PROBLEMS TO WORK ON:
• 1. In the dual Sandy Bridge Xeon review post, update the part between "Not logged inRybka" and "cores to 3 Ghz.", inclusive, replacing "turbo 2" with "turbo boost".
• 2. Condense the paragraph of the dual Sandy Bridge Xeon review post that begins "Sorry this is brief" into a shorter version that keeps its main facts.

--- Begin TEXT BLOCK ---

Not logged inRybka Chess Community Forum
Up Topic The Rybka Lounge / Computer Chess / Dual Sandy Bridge E5 Xeon Review
- - By Werewolf (*****) [gb] Date 2012-03-30 16:54
Sorry this is brief, but last week I tested the 2.6 Ghz version with turbo 2 taking all cores to 3 Ghz.

Results are from the start position.
here are the results. Everything is nps on the start position, typically running for 2 minutes before I took a measurement:

Houdini 2 Pro
16 cores @ 3.0 Ghz. Hash = 2 GB
24.2 Mn/s
(In vain I tried lowering the hash to 512 MB hoping that would undo the ECC memory. However, it only showed a slight speedup: 25.99 Mn/s. Then I tried only 16 MB RAM = 26.09 MN/s)

From now on Hash = 512 MB

Houdini 2 Pro
1 core @ 3.3 Ghz = 2104.49 KN/s

(That’s slower than 1 core on my Nehalem 3.6Ghz = 2247 KN/s)

--- End TEXT BLOCK ---
--- Begin MATERIAL PROVIDED ---

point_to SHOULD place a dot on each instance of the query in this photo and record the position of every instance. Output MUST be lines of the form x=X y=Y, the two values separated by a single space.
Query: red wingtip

--- End MATERIAL PROVIDED ---

ANSWERS PER TASK:
• 1.
Not logged inRybka Chess Community Forum
Up Topic The Rybka Lounge / Computer Chess / Dual Sandy Bridge E5 Xeon Review
- - By Werewolf (*****) [gb] Date 2012-03-30 16:54
Sorry this is brief, but last week I tested the 2.6 Ghz version with turbo boost taking all cores to 3 Ghz.

• 2. Last week the 2.6 Ghz version was tested, with turbo 2 bringing all cores to 3 Ghz.